:: ЗАДАНИЯ ::
a) Перепишите из отрывка дословно участок от «Он поступил во» до «улице в 1998-м.» включительно.
b) Изложите суть отрывка в двух предложениях.
c) Определите, согласуются ли с отрывком утверждения (i) «Альбом для марок» написан в 1995 году, (ii) Сергеев окончил ВГИК, (iii) Сергеев собирал монеты. На каждое ответьте «да» или «нет» и приведите решающие слова отрывка в точной цитате.

:: ОТРЫВОК ИЗ ТЕКСТА ::
---
Все взрослые по определенному признаку (опускаю семейный) распределялись — каждой твари по паре:
русские — папа и мама,
украинцы — Алексей Семенович и Екатерина Дмитриевна,
прочие славяне — Борис Федорович и Тонька,
несостоявшиеся лимитрофы — Борис Федорович и Клара Ивановна,
евреи — Бернариха и Алимпий,
бывшие иностранные подданные — они же,
бывшие проститутки — Бернариха и Клара Ивановна,
из бывших — Борис Федорович и Бернариха,
кандидаты наук — папа и Алексей Семенович,
артистические натуры — Алимпий и Екатерина Дмитриевна,
интеллигенты — Борис Федорович и Алексей Семенович,
служащие — Борис Федорович и Тонька,
преподаватели — папа и Алексей Семенович,
старые без пенсии — Бернариха и Борис Федорович,
учились в гимназии — мама и Алимпий,
нигде не учились — Клара Ивановна и Тонька,
склочничали — они же,
действовали на нервы — Бернариха и Алексей Семенович,
устрашали — Алимпий и Алексей Семенович».
Это будто перечисление марок или монет в кляссере. Но оно показывает, что жизнь Сергеева удивительным образом не подходит ни к какому листу альбома с заранее заявленной подписью.
Он поступил во ВГИК, ушёл оттуда, отучился в Инязе, стал признанным мастером перевода (во многом англоязычная поэзия прошлого века приведена им за руку в наше Отечество). Перевёл бы и написал ещё больше, если бы не был сбит машиной на ночной улице в 1998-м.
Есть такое понятие «проза поэта». Так вот «Альбом для марок», написанный в 1995-м, не только проза переводчика, а ещё и проза поэта-переводчика. Сергеев был самостоятельным поэтом, но самое интересное, что его собирательство (он занимался нумизматикой) много говорит о том, как человек собирает слова в коллекцию на белом листе.
---
:: СПИСОК ЗАПИСЕЙ ::

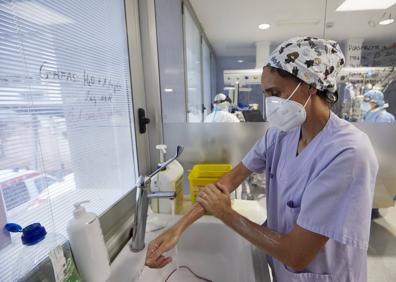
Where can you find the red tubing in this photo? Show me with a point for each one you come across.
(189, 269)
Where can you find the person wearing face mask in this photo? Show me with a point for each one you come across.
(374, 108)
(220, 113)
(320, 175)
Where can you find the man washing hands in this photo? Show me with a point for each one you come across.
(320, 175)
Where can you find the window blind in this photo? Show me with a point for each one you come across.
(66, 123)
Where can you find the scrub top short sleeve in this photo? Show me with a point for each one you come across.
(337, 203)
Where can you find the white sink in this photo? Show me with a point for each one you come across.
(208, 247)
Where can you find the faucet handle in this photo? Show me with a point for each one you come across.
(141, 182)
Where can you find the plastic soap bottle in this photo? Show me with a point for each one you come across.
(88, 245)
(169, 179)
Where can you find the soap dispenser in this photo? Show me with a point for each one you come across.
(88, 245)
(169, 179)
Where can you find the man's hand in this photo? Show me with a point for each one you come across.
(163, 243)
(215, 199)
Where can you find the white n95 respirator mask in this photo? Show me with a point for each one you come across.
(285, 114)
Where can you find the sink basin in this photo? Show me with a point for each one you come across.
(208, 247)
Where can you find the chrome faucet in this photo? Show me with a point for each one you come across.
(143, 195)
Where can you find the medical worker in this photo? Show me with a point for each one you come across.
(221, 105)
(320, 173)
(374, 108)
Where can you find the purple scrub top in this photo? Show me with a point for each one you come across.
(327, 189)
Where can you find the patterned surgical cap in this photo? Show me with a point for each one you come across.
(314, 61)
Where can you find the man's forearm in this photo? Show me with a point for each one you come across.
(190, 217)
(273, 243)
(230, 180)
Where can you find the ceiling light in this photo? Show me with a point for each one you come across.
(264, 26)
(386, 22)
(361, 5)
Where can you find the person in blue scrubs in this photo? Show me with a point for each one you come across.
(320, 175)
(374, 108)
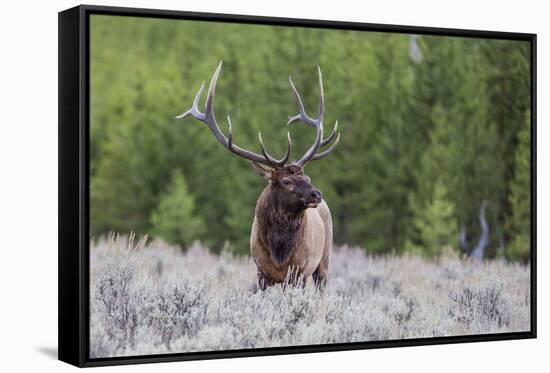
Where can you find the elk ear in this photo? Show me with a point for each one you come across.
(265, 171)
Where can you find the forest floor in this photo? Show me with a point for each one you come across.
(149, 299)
---
:: ОТВЕТЫ К ЗАДАНИЯМ ::
a)
Он поступил во ВГИК, ушёл оттуда, отучился в Инязе, стал признанным мастером перевода (во многом англоязычная поэзия прошлого века приведена им за руку в наше Отечество). Перевёл бы и написал ещё больше, если бы не был сбит машиной на ночной улице в 1998-м.

b) В отрывке приведен перечень, где взрослые распределены по парам по разным признакам, и этот перечень сравнивается с марками или монетами в кляссере. Сергеев поступил во ВГИК, ушел оттуда, отучился в Инязе и стал признанным мастером перевода, а его «Альбом для марок», написанный в 1995-м, назван прозой поэта-переводчика.

c)
(i) Да: «„Альбом для марок“, написанный в 1995-м».
(ii) Нет: «Он поступил во ВГИК, ушёл оттуда».
(iii) Да: «он занимался нумизматикой».